WORK ORDER
Everything from the line that holds "Can you find the boat ladder?" through the end of the data below should be output exactly, both ends included.

GIVEN DATA

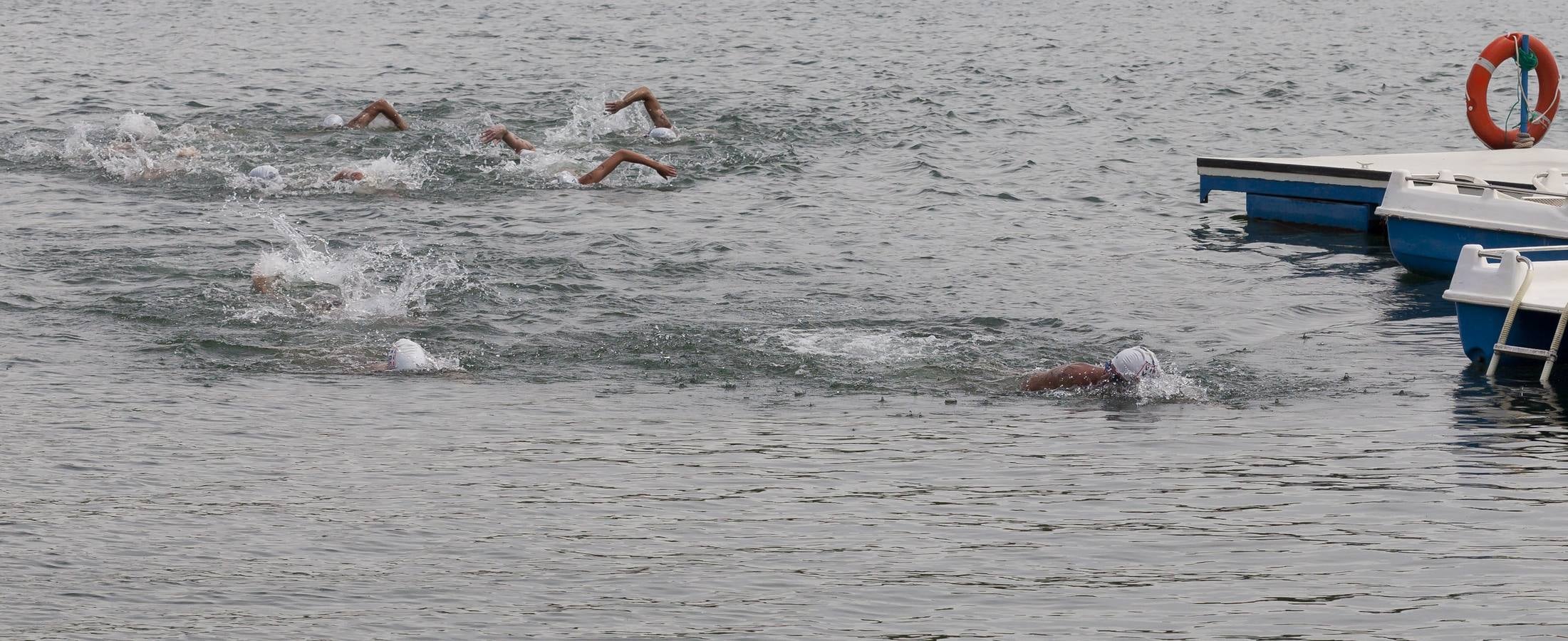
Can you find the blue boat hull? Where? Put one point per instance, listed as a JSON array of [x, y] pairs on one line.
[[1432, 248], [1480, 325]]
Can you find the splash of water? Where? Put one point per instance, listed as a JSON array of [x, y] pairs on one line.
[[137, 127], [385, 281], [864, 347]]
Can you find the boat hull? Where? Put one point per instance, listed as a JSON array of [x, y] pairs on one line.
[[1480, 325], [1432, 248]]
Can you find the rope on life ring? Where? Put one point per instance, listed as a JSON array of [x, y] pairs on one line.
[[1501, 49]]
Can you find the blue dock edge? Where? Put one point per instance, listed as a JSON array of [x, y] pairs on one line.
[[1322, 204]]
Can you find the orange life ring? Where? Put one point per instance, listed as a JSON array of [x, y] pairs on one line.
[[1501, 49]]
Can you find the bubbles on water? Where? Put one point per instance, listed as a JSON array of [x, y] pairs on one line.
[[385, 281], [388, 173], [130, 152], [137, 127], [590, 123], [864, 347]]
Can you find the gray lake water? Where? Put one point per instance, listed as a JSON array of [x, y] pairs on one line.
[[777, 395]]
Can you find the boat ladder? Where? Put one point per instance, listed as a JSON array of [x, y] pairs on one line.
[[1507, 326]]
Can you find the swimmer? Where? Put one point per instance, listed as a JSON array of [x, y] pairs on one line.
[[407, 356], [264, 283], [269, 173], [1128, 365], [501, 134], [664, 130], [381, 107], [266, 173], [599, 173]]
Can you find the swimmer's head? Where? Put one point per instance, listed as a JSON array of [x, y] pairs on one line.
[[1133, 364], [266, 173], [408, 356]]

SOLUTION
Can you find the boat ladder? Where? Put one point per instance, listed as a JSON array of [x, y] pairs on one line.
[[1507, 326]]
Can you find the swimmer? Where? Put one point per instance, listed as a JSON array of [x, y] pairs on one line.
[[407, 356], [264, 283], [269, 173], [1128, 365], [501, 134], [664, 130], [381, 107], [266, 173], [599, 173]]
Can you find the swimmer's head? Where? Put one point per instance, listed as a JSON array of [x, y] pairs on one line.
[[1133, 364], [266, 173], [408, 356]]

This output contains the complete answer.